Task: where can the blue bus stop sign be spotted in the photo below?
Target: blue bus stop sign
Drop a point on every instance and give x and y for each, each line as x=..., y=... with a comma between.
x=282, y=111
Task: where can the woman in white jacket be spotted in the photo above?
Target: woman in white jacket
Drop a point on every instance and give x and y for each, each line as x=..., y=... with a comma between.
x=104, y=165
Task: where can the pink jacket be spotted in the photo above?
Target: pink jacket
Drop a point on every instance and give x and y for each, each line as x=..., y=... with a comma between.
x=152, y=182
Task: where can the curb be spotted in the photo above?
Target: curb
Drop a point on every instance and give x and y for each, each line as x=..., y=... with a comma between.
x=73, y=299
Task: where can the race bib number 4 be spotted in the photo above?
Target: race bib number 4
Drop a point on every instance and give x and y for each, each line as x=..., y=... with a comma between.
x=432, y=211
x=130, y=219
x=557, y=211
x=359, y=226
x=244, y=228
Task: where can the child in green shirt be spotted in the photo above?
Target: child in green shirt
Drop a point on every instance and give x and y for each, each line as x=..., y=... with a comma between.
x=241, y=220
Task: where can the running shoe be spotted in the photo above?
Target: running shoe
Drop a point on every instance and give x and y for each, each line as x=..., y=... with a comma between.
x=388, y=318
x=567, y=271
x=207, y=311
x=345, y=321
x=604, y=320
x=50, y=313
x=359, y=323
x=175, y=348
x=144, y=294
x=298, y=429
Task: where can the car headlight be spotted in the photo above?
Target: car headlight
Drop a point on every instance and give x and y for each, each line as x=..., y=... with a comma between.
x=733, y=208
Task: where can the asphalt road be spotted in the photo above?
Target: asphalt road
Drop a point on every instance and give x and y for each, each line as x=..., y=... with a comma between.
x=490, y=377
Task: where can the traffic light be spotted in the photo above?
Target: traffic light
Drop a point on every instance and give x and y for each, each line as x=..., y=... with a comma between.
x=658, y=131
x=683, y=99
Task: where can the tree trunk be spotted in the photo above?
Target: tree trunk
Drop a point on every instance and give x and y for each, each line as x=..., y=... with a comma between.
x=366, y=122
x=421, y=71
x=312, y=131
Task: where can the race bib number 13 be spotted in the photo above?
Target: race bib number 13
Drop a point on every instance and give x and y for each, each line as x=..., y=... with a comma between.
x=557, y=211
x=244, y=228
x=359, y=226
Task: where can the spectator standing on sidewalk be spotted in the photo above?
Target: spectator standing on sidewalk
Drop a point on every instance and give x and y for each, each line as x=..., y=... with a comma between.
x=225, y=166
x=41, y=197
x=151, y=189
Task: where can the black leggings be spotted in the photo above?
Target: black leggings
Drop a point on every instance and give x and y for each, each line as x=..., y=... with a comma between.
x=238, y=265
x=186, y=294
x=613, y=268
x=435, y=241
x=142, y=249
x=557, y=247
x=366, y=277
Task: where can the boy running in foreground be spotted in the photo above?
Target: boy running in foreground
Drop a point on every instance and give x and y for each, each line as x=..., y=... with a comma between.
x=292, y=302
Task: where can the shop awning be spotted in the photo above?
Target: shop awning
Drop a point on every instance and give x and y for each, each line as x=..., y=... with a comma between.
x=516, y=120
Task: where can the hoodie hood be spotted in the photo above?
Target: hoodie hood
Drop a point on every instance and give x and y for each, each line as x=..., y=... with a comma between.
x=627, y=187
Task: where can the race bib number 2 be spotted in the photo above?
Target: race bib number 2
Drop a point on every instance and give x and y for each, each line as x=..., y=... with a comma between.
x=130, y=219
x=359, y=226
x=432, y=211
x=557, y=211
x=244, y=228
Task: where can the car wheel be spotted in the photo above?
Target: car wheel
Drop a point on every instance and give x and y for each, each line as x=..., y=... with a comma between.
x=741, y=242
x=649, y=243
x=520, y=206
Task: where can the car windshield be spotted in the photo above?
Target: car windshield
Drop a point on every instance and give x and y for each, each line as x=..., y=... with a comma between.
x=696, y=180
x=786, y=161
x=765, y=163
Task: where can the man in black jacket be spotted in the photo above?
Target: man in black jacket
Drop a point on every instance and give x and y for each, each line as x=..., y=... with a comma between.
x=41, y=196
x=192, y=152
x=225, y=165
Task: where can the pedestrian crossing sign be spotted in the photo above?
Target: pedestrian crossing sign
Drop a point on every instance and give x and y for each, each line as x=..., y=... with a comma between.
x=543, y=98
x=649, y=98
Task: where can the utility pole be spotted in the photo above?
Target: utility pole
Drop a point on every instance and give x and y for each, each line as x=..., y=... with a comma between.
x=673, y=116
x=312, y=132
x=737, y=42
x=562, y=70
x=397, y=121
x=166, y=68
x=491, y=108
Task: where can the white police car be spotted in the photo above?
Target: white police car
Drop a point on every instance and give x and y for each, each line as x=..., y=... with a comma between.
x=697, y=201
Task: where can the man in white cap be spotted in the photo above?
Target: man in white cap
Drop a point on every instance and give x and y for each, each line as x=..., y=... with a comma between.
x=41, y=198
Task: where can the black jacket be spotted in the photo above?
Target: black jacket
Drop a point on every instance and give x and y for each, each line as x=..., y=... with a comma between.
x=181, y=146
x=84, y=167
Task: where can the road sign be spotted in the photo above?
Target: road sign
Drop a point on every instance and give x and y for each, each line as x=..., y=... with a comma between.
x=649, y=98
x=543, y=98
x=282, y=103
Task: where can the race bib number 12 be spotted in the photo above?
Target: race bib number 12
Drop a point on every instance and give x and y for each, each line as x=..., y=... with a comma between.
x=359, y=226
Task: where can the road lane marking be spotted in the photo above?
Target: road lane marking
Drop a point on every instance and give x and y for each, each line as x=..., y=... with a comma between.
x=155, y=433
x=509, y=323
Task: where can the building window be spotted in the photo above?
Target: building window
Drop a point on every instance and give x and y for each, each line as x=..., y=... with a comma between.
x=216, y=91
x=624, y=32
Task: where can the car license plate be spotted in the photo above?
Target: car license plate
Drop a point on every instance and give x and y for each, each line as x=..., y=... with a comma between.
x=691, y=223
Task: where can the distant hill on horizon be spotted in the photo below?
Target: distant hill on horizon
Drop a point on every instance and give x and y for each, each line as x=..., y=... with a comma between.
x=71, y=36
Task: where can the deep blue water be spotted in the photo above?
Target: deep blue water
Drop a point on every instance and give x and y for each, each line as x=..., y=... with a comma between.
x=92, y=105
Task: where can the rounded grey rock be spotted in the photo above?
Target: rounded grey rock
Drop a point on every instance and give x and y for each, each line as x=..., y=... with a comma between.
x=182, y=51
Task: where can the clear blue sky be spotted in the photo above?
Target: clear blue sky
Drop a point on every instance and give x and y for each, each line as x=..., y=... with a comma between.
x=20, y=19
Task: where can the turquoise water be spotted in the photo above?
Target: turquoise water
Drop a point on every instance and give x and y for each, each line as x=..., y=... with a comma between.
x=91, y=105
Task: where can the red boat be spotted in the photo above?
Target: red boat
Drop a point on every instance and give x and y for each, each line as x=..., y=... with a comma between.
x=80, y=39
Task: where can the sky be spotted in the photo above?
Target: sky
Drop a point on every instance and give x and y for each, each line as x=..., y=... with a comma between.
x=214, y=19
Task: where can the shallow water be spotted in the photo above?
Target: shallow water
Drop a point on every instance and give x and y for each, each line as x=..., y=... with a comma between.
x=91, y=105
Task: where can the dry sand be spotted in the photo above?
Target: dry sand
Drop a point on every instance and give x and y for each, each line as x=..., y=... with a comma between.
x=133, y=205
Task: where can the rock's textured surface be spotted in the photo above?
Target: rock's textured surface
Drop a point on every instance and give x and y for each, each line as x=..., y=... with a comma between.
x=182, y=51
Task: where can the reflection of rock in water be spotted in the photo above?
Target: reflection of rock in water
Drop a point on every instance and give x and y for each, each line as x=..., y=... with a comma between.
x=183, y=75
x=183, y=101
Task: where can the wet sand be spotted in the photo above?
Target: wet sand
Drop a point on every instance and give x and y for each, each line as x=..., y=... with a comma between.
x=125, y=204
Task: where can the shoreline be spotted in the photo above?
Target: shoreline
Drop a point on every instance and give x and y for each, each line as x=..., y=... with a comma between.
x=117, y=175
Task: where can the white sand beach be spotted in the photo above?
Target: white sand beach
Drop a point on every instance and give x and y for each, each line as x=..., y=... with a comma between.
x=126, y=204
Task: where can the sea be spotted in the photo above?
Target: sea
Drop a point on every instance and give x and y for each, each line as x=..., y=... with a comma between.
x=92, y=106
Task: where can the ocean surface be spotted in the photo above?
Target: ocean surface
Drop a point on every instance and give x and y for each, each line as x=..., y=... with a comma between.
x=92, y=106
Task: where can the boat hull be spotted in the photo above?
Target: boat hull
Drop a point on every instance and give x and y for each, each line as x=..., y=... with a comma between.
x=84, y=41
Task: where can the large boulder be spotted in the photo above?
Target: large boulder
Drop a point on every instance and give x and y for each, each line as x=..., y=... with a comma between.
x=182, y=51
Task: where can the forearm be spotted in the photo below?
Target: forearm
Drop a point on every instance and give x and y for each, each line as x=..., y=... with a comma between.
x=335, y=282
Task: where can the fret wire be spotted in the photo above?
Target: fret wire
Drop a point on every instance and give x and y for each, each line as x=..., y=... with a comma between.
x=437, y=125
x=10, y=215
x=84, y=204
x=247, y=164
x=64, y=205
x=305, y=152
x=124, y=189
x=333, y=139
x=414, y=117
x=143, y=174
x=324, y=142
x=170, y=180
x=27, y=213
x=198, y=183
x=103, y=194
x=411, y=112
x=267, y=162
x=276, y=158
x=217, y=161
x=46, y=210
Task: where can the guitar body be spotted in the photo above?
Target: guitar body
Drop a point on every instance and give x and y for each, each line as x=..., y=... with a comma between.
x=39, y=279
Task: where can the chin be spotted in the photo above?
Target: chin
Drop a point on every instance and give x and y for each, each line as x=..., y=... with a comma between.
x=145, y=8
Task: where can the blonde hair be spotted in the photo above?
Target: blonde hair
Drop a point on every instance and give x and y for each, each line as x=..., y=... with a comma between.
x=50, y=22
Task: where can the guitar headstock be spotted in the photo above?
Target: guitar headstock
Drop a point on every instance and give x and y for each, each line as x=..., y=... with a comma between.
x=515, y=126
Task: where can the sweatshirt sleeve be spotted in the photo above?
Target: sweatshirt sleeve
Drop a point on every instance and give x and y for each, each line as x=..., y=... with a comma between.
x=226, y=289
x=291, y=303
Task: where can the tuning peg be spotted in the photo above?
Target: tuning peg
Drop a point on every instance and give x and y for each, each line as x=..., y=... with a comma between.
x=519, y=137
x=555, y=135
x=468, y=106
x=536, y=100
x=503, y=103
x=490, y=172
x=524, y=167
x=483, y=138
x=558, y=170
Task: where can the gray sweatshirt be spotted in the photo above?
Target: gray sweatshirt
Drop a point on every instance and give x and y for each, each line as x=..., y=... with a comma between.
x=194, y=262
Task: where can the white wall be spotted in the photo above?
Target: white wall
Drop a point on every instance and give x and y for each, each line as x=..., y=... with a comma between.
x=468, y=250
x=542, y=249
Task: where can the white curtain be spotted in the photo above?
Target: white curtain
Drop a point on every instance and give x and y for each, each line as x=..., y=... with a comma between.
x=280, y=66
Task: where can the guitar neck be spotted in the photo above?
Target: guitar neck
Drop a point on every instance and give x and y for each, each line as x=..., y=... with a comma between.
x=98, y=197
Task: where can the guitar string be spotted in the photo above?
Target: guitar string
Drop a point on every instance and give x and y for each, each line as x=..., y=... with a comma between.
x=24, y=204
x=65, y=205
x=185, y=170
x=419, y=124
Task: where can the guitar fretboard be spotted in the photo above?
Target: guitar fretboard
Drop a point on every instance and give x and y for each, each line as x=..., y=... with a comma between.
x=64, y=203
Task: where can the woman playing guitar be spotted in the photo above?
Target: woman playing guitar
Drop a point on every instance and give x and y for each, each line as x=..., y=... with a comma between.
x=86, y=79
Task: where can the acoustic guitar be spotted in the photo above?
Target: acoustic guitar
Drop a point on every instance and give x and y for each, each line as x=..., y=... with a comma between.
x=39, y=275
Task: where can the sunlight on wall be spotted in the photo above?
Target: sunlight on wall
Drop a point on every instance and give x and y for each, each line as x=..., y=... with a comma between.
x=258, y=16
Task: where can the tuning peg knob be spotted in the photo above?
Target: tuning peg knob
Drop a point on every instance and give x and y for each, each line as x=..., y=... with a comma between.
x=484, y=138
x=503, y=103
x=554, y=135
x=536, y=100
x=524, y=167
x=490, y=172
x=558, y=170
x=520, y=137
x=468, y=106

◆ ◆ ◆ ◆ ◆

**How to complete this task**
Everything from the line that contains "Task: where can the acoustic" through the end of the records must be duplicated exactly, and nothing outside that range.

**Written answer**
Task: where can the acoustic guitar be spotted in the photo above?
Target: acoustic guitar
Drop a point on every instance and give x and y for each, each line as x=..., y=... with a comma between.
x=39, y=275
Task: where can the sunlight on wall be spotted in the photo above?
Target: sunlight on wall
Drop a point on every instance and give x and y for each, each line as x=..., y=... with a comma between.
x=258, y=16
Task: where can the tuning peg knob be spotted in the photo above?
Target: tuning peg knob
Drop a point on every instance and give x and y for each, each line as x=..., y=... with a comma between.
x=484, y=138
x=503, y=103
x=554, y=135
x=536, y=100
x=524, y=167
x=490, y=172
x=558, y=170
x=520, y=137
x=468, y=106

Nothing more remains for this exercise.